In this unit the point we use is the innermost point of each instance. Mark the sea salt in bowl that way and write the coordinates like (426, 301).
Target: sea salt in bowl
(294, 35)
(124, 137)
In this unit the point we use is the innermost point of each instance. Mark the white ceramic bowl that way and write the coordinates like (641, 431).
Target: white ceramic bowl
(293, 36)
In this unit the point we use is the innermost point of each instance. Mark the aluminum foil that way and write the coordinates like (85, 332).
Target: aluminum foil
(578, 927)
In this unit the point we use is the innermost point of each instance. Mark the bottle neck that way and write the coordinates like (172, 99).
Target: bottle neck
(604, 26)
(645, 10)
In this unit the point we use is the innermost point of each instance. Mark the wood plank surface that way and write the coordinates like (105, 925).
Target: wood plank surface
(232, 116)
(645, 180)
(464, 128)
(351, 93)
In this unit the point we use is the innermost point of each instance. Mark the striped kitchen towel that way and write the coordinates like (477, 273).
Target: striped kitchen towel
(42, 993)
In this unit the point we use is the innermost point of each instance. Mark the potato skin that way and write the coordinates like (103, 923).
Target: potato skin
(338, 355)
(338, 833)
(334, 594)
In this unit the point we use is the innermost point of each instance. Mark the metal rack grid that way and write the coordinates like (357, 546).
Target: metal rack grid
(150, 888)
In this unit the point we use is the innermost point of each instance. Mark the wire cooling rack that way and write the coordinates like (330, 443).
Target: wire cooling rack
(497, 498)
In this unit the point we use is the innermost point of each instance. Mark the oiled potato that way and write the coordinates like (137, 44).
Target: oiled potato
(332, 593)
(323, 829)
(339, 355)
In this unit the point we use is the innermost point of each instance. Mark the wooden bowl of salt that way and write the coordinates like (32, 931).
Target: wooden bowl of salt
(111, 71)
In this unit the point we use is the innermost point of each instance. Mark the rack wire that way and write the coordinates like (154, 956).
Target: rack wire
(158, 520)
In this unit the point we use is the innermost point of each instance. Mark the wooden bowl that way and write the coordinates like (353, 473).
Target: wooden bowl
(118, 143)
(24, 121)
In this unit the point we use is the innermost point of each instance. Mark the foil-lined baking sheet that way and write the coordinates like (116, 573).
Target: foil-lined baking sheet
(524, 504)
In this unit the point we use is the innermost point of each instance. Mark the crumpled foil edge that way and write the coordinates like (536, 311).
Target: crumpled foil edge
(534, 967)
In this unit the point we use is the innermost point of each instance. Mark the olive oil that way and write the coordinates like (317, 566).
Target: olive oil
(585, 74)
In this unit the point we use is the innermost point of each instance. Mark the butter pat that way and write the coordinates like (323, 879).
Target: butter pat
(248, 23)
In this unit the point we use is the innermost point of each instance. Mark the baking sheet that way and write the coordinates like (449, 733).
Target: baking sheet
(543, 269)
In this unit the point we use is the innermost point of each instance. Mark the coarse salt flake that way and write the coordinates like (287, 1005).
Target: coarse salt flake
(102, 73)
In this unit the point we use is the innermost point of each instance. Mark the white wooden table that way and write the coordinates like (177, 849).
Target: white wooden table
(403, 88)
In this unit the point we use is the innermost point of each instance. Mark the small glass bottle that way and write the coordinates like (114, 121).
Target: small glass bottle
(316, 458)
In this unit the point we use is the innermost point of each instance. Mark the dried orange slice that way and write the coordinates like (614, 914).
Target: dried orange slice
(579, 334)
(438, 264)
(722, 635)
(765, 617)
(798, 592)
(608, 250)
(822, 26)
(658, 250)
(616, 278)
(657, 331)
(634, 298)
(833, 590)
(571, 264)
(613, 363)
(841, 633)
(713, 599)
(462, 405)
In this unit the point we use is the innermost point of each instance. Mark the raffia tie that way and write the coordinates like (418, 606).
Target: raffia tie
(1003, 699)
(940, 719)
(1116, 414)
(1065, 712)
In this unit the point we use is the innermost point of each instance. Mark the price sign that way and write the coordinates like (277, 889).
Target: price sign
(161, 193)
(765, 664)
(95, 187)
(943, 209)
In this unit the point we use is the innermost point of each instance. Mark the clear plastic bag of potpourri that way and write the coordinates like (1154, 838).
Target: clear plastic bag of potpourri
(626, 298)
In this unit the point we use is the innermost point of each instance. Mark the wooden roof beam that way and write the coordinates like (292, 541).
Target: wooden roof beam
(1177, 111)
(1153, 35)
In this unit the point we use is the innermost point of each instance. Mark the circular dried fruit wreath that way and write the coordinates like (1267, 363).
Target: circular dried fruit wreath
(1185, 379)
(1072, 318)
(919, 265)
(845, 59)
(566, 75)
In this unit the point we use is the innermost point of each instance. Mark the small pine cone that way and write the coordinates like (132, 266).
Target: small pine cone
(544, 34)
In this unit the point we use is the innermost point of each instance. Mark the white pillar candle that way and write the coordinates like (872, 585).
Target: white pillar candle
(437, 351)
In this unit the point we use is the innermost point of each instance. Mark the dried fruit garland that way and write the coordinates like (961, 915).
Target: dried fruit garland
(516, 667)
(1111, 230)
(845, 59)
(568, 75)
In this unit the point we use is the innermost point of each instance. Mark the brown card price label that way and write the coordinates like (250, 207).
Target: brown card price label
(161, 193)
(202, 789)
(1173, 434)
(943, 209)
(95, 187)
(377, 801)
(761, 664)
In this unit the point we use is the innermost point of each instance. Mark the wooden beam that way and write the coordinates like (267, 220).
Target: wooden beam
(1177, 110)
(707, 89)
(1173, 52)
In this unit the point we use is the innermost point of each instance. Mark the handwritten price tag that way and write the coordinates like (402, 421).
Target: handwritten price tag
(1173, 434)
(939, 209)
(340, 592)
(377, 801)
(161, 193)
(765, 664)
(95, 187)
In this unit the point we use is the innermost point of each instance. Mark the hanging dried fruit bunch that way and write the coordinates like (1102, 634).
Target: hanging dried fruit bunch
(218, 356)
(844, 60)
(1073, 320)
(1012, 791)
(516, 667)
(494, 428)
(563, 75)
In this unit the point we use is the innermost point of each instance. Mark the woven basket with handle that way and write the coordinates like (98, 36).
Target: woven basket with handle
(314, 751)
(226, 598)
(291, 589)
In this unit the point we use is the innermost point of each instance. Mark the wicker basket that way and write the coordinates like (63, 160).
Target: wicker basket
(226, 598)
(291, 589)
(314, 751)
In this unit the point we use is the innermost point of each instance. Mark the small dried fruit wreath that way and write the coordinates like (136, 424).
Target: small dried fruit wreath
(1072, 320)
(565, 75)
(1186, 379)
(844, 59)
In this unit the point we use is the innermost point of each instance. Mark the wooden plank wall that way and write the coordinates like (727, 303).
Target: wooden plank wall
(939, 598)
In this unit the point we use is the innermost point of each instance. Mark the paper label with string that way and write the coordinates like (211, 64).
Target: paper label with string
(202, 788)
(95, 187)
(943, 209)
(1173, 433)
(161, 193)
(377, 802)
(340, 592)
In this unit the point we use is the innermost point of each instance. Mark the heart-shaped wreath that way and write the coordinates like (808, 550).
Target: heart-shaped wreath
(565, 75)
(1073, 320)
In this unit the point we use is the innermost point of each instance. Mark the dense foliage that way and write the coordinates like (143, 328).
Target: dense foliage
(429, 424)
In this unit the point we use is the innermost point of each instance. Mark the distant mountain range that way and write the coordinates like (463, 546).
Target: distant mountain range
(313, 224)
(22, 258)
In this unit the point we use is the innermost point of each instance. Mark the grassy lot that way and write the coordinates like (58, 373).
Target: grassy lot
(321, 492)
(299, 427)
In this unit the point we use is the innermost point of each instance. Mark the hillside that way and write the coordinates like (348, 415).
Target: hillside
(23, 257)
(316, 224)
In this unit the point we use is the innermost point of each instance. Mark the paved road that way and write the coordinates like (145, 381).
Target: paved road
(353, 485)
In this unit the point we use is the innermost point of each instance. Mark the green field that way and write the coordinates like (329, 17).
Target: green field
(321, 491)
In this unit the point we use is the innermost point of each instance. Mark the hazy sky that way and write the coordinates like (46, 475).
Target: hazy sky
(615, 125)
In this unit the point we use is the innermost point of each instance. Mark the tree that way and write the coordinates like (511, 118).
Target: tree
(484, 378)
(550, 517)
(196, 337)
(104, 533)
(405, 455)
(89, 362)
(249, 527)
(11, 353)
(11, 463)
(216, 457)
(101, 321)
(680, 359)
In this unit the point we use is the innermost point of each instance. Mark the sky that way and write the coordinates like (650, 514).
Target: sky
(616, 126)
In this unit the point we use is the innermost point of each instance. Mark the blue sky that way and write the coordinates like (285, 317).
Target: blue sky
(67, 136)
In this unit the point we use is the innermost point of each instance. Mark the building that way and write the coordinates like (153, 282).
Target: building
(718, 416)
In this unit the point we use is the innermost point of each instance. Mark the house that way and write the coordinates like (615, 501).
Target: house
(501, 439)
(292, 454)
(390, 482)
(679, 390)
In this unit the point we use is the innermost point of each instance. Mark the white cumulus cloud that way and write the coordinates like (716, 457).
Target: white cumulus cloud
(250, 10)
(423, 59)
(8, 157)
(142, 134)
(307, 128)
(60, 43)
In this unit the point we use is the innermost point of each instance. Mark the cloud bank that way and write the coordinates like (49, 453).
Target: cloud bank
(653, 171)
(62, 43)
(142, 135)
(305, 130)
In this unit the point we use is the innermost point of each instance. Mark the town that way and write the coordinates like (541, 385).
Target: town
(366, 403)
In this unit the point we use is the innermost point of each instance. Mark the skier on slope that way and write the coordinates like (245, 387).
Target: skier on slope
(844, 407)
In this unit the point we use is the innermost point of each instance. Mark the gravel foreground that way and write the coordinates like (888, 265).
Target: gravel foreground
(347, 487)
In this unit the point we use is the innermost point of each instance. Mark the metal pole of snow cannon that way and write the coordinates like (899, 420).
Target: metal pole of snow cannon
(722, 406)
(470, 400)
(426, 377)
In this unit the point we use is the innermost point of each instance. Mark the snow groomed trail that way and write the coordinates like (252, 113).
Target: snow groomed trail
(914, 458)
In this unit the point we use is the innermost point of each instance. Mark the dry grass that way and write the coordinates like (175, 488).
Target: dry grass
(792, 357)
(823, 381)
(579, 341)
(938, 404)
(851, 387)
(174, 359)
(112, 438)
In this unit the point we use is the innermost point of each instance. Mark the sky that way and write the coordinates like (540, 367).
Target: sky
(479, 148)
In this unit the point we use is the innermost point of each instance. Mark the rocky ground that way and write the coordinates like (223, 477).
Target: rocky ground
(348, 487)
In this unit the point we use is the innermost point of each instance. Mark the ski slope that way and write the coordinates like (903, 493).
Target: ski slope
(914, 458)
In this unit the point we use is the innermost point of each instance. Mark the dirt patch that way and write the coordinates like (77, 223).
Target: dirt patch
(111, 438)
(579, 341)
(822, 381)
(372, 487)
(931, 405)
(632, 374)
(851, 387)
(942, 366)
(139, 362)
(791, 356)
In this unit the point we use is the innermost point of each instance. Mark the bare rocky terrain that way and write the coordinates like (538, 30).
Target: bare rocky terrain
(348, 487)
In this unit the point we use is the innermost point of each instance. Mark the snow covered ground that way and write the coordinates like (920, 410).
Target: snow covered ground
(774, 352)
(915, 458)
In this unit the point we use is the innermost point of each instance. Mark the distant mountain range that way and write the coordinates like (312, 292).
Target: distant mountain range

- - -

_ABOUT THIS EXERCISE_
Retype every line of the listing, word for word, from its opening line to the line that holds "like (477, 273).", and include that last line too.

_RESULT OF THIS TASK_
In this unit the point we use is the innermost point of each instance. Mark the sea salt in bowl that way and write the coordinates like (426, 301).
Target: sea salt in bowl
(294, 35)
(124, 137)
In this unit the point we use is the innermost point of each instance. Mark the white ceramic bowl that way and write the coordinates like (641, 431).
Target: white ceramic bowl
(293, 36)
In this unit the point we use is the innermost point of each instance. Mark the aluminum foil that way and write the coordinates like (85, 332).
Target: aluminum foil
(578, 927)
In this unit the point we use is the innermost point of each instance. Mark the bottle neck that way and write the coordinates like (172, 99).
Target: bottle neck
(604, 26)
(645, 10)
In this unit the point we use is the innermost point of each instance. Mark the wood plank surface that way and write the coordinates like (105, 925).
Target: wood plank surface
(232, 116)
(645, 180)
(464, 128)
(351, 93)
In this unit the point we use is the innermost point of each instance. Mark the striped kitchen towel that way and write the coordinates like (477, 273).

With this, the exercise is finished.